Excerpt >>
>> Start

Robertson: Gadhafi thugs grabbed me and my crew
CNN Senior International Correspondent Nic Robertson has been covering the situation in Libya.
March 11th, 2011
08:44 PM ET

Robertson: Gadhafi thugs grabbed me and my crew

CNN Senior International Correspondent Nic Robertson and his crew were detained Friday in Tajura, Libya, east of Tripoli by forces loyal to Libyan leader Moammar Gadhafi. This is his account.

For a few moments today, for us personally, Libya’s lies and deceit were swept aside and the real deal was brutally exposed.

“Itla, itla” - "Get in the car, get in the car!" - he was screaming. My cameraman, Khalil Abdallah, and I hesitated for a split-second. But that's all it was.

We were staring down the barrel of an AK-47, the weapon was jumping in his hands. He was cocking it, wrenching the handle back, a bullet being slammed into the firing chamber.

It was only a split-second.

>> End

Given entries >>
>> Start

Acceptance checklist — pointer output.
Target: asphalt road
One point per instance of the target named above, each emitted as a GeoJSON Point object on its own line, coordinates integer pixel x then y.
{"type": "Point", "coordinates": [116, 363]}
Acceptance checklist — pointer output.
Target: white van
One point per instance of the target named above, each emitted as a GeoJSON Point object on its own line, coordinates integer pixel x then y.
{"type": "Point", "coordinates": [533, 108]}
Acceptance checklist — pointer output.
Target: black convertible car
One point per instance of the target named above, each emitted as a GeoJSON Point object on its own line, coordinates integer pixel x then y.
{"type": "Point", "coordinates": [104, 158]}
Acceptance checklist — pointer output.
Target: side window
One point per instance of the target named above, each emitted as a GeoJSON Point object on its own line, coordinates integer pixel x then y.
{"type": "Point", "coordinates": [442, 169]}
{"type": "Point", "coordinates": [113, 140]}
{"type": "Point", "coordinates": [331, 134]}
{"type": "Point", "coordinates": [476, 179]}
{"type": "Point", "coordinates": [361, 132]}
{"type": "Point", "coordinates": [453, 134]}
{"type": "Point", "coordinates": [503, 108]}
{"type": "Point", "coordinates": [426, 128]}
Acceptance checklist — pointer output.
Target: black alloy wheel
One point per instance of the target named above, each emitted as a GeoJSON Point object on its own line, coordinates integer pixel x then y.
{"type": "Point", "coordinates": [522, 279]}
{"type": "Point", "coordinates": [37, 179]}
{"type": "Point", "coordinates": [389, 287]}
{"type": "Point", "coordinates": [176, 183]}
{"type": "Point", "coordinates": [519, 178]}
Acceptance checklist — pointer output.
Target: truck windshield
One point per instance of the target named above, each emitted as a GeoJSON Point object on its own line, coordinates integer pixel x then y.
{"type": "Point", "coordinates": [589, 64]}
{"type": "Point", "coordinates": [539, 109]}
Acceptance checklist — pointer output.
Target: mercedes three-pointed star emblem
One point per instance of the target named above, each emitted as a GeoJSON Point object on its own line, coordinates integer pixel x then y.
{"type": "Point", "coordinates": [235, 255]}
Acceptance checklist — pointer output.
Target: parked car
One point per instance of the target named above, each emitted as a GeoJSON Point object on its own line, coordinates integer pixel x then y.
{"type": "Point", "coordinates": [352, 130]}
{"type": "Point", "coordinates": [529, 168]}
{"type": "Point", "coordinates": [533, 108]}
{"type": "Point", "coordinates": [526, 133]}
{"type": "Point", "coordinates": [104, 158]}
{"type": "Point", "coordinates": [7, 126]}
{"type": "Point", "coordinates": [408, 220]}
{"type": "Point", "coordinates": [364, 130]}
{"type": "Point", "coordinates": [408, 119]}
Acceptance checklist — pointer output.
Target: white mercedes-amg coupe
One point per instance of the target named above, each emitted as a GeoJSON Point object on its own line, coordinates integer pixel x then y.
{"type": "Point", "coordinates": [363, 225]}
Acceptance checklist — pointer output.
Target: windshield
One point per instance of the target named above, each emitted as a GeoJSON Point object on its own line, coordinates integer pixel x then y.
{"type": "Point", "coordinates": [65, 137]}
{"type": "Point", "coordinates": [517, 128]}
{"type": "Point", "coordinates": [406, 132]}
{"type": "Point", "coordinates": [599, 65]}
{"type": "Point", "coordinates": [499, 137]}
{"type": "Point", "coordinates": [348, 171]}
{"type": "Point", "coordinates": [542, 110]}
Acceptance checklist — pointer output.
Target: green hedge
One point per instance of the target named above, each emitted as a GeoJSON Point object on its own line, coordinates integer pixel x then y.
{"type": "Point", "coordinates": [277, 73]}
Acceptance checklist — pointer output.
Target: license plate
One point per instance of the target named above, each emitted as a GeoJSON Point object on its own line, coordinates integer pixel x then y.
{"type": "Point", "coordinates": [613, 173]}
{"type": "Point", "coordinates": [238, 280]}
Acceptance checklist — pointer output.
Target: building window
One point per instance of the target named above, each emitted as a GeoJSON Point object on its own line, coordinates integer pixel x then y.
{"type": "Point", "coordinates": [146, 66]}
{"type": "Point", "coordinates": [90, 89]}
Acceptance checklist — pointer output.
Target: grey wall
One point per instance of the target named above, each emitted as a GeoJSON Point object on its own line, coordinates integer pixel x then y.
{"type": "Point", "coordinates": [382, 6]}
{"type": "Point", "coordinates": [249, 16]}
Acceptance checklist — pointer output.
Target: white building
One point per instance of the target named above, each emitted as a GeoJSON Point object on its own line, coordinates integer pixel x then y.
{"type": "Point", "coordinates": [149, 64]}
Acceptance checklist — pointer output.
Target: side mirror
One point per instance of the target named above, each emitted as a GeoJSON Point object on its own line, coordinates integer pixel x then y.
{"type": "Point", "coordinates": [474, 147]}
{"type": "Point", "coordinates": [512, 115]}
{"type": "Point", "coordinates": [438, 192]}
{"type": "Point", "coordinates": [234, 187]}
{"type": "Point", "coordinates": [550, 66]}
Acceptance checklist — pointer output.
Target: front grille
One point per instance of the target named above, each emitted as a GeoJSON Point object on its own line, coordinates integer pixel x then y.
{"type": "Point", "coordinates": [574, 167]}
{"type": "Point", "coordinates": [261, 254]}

>> End

To do >>
#1 List every person named in the account of the detention in Libya.
#2 From the account of the detention in Libya, extract the passage from "March 11th, 2011" to "only a split-second.".
Rely solely on the text itself.

In response >>
#1 Nic Robertson, Khalil Abdallah, Moammar Gadhafi

#2
March 11th, 2011
08:44 PM ET

Robertson: Gadhafi thugs grabbed me and my crew

CNN Senior International Correspondent Nic Robertson and his crew were detained Friday in Tajura, Libya, east of Tripoli by forces loyal to Libyan leader Moammar Gadhafi. This is his account.

For a few moments today, for us personally, Libya’s lies and deceit were swept aside and the real deal was brutally exposed.

“Itla, itla” - "Get in the car, get in the car!" - he was screaming. My cameraman, Khalil Abdallah, and I hesitated for a split-second. But that's all it was.

We were staring down the barrel of an AK-47, the weapon was jumping in his hands. He was cocking it, wrenching the handle back, a bullet being slammed into the firing chamber.

It was only a split-second.